Transcribe the data word for word, starting at its first line and stopping after the line that contains "102), (55, 103)]".

Dataset records:
---

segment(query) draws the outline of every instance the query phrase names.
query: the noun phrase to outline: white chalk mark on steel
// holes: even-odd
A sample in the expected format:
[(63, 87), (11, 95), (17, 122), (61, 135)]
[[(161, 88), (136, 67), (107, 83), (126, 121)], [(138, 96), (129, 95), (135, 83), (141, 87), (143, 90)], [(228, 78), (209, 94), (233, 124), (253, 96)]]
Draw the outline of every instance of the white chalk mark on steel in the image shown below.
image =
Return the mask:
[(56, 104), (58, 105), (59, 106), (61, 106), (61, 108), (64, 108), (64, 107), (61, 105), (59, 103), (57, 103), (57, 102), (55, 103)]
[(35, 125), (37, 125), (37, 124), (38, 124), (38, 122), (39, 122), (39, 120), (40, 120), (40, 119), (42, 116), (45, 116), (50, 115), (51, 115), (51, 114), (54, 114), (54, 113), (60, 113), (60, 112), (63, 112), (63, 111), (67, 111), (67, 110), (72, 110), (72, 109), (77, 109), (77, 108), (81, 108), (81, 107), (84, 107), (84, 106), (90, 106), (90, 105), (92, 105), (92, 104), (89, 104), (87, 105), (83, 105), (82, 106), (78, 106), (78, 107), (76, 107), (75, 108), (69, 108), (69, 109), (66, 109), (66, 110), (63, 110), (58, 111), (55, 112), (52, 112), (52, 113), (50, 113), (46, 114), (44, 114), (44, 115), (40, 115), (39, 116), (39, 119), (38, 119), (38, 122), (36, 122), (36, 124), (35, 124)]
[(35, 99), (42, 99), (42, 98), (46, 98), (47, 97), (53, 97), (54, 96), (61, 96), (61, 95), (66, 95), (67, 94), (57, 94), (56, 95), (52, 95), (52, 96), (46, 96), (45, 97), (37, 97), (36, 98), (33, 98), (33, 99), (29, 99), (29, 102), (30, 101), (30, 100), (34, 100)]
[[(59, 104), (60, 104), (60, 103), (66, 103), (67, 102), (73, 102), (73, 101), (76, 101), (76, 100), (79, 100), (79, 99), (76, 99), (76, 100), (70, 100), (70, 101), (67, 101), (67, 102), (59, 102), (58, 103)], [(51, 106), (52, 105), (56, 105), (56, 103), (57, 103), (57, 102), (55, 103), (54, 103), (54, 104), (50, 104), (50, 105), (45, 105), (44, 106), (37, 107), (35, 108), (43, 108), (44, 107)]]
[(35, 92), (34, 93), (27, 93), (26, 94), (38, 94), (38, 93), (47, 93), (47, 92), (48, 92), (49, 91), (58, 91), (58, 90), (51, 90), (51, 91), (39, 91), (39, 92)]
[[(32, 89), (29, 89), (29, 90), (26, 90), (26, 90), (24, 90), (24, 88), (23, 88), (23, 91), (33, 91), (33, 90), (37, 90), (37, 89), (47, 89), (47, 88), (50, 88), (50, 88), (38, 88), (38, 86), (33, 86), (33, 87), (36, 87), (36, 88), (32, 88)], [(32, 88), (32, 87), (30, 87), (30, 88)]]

---

*The completed task*.
segment(query) draws the outline of every instance the query phrase names.
query: the noun phrase to outline: white chalk mark on steel
// holes: even-odd
A sample in the expected format:
[(63, 87), (11, 95), (17, 122), (61, 135)]
[[(161, 88), (136, 67), (107, 83), (126, 121)], [(138, 96), (129, 95), (135, 83), (141, 87), (143, 90)], [(228, 78), (209, 94), (233, 124), (253, 96)]]
Draw the outline of every instance of the white chalk mark on steel in the image shown below.
image =
Return the mask:
[(56, 104), (58, 105), (59, 106), (61, 106), (61, 108), (64, 108), (64, 107), (61, 105), (59, 103), (57, 103), (57, 102), (55, 103)]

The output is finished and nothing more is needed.